◆ Extrait
Coup dur pour le virage électrique de Porsche. Le constructeur de voitures de luxe prévoit de supprimer près de 70 % des effectifs de sa filiale batteries Cellforce, basée à Kirchentellinsfurt (sud-ouest de l’Allemagne). Selon le syndicat IG Metall, 200 à 286 salariés seront remerciés, une décision qui illustre les difficultés financières du groupe Volkswagen et la complexité de la transition vers l’électromobilité.
⛈ Une filiale devenue un fardeau
Créée en 2021 et présentée comme une « pièce maîtresse » de la stratégie électrique de Porsche, selon son directeur général Oliver Blume, la société Cellforce peine à exister face aux géants asiatiques de la batterie comme CATL ou LG.

◆ Activité 1
Dans l'article sur Cellforce, le passage qui suit le titre « Une filiale devenue un fardeau » montre une société en difficulté. Expliquez ce qui la met en difficulté, en une à trois phrases.
◆ Activité 2
Poursuivez l'article sur Cellforce à partir de sa dernière phrase.

◆ Échantillon de données
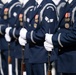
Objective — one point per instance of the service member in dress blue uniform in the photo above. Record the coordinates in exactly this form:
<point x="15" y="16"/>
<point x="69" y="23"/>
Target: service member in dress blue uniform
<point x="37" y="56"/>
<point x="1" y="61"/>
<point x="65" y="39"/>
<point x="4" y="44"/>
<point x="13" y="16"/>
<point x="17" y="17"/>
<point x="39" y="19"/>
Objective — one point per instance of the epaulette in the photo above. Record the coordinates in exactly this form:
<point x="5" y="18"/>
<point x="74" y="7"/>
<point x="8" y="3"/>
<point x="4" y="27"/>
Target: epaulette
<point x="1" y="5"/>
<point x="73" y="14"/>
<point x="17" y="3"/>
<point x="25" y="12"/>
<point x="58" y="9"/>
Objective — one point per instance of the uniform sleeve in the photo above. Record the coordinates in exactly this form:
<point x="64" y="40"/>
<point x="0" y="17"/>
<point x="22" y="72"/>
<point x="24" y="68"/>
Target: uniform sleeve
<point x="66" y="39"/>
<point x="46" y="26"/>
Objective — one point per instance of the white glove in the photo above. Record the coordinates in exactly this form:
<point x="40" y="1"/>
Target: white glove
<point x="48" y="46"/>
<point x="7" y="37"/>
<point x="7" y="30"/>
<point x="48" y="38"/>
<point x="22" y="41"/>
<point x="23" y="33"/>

* * *

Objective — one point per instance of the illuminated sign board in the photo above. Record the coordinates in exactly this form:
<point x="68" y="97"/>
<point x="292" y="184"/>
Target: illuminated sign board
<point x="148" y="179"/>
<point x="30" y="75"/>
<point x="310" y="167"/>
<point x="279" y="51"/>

==

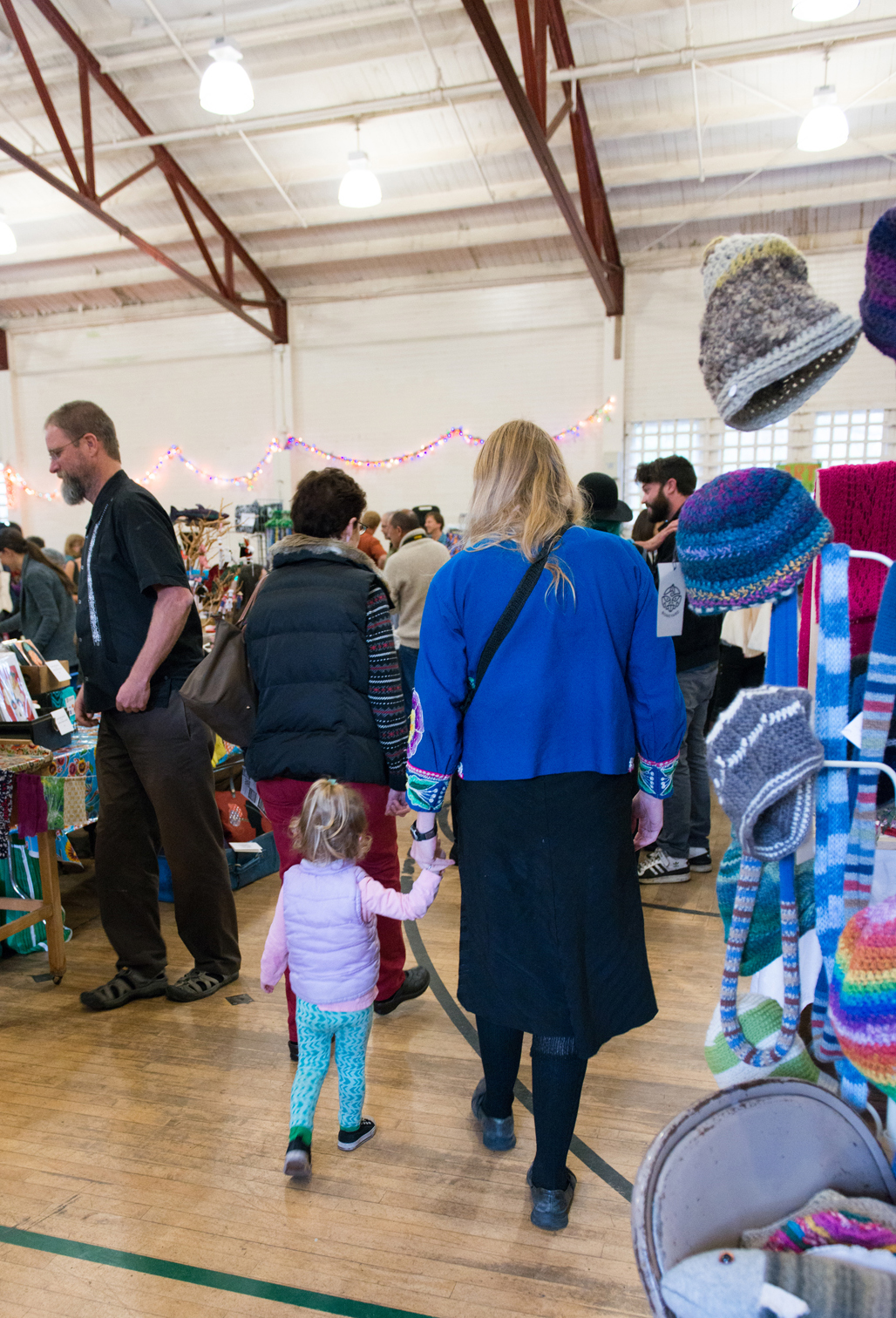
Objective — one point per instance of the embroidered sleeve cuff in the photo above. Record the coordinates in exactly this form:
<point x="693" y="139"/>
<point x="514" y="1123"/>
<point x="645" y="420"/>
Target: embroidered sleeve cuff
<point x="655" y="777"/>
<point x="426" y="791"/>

◆ Réponse attendue 1
Porsche a créé Cellforce en 2021 et l'a présentée comme une « pièce maîtresse » de sa stratégie électrique. Pourtant, la société peine à exister face aux géants asiatiques de la batterie, comme CATL ou LG.

◆ Réponse attendue 2
Les comptes ont rapidement viré au rouge : au premier semestre 2025, la filiale a enregistré 295 millions d’euros d’amortissements sur ses infrastructures de production, auxquels se sont ajoutés des coûts exceptionnels. Conséquence directe : l’abandon des projets d’expansion annoncés en avril, signe que Porsche renonce à faire de Cellforce un leader technologique.
L’hebdomadaire Spiegel avait révélé l’information dès mercredi, confirmée ensuite par Kai Lamparter, représentant local d’IG Metall :
Une procédure de licenciement collectif a déjà été déposée auprès de l’agence pour l’emploi de Reutlingen
a-t-il déclaré à l’AFP.
Ces annonces contrastent avec les promesses de Volkswagen, maison mère de Porsche, qui s’était engagée en décembre dernier à éviter les licenciements secs dans le cadre de son vaste plan d’économies incluant 35.000 suppressions de postes par départs volontaires.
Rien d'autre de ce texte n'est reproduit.